◆ ФРАГМЕНТ ТЕКСТА:
^^^^

Политика и естественные науки возводились «новыми людьми» на пьедестал, искусство презиралось, если оно не было средством пропаганды. Причем эти веяния без всякой зримой границы смыкались с обывательским мнением о человеке искусства, как о прощелыге.
Радикальный лидер Пера Тодорович в свое время, вторя Писареву, даже написал статью под названием «Уничтожение искусства». Дело дошло до того, что некоторые «новые люди» стали вообще презирать литературу как бесполезную буржуазную роскошь. А для самого Перы Тодоровича две сосиски, возможно, и в самом деле были ценнее целого Шекспира, а пара сапог полезнее всех произведений Пушкина.
В 1932 году, выступая перед спектаклем студенческой труппы, Нушич вспоминал об обстановке, царившей в университете пятьдесят лет назад:
«…Подули какие-то странные, ультрареалистические ветры, проповедовалось уничтожение эстетики, а поэзия была выброшена на улицу как ненужная безделка. В то время посвящать себя искусству казалось зазорным, считалось профанацией, на нас показывали пальцем, нас считали еретиками. Поговаривали, не выбросить ли нас из университета, как недостойных. В университете состоялись митинги, на которых призывали отречься от нас, оградиться от нашего губительного влияния, а наши матери озабоченно плакали — боялись, что их дети пропадут, став комедиантами…»
Опасения матерей были напрасны. Актеры-любители впоследствии вырастали в профессоров университета, дипломатов. А Павлу Маринковичу, новому другу Нушича, даже предстояло стать министром.
Срок службы в армии, по сербским законам, для студентов был сокращен до одного года, отбывать его разрешалось по частям, в каникулярное время. Однако летом 1885 года король приказал призвать всех студентов старше двадцати лет.
Бранислав Нушич прошел медицинскую комиссию и поступил вместе с другими студентами под начало капрала Любы. Юмориста всегда удивляла логика военных медицинских комиссий: «неспособных жить она объявляет неспособными умереть, а способных жить она признает способными умереть».
Так или иначе, Браниславу пришлось расстаться со своей живописной шевелюрой. Его обрядили в необъятные штаны, рукава мундира болтались, как у Арлекина. Настоящий «Флоридор из оперетты „Мадемуазель Нитуш“», — вспоминал Нушич.

^^^^

◆ ВАША ЗАДАЧА:
Повторите дословно отрывок из текста о Нушиче: начните со слов «Опасения матерей были» и продолжайте вплоть до слов «предстояло стать министром.» включительно. Записи здесь никакой роли не играют.

^^^^

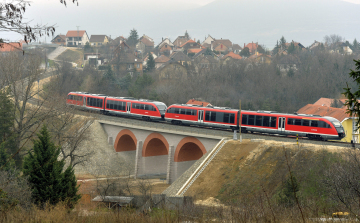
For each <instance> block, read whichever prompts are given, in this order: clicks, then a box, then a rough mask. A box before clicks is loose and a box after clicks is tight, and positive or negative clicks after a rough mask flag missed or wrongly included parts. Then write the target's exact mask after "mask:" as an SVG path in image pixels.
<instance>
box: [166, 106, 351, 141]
mask: <svg viewBox="0 0 360 223" xmlns="http://www.w3.org/2000/svg"><path fill="white" fill-rule="evenodd" d="M165 120H166V121H169V122H171V123H173V124H182V123H183V124H190V125H204V126H211V127H217V128H229V129H233V130H238V129H239V126H240V125H239V120H241V131H242V132H260V133H269V134H279V135H294V136H296V135H298V136H304V137H308V138H310V139H321V140H328V139H333V140H340V139H342V138H344V137H345V132H344V128H343V127H342V125H341V123H340V122H339V121H338V120H337V119H335V118H332V117H321V116H312V115H301V114H282V113H276V112H269V111H244V110H243V111H241V115H240V114H239V110H235V109H230V108H221V107H201V106H193V105H178V104H174V105H171V106H169V107H168V109H167V111H166V113H165Z"/></svg>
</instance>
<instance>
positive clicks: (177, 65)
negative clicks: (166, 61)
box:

^^^^

◆ ОТВЕТ К УПРАЖНЕНИЮ:
Опасения матерей были напрасны. Актеры-любители впоследствии вырастали в профессоров университета, дипломатов. А Павлу Маринковичу, новому другу Нушича, даже предстояло стать министром.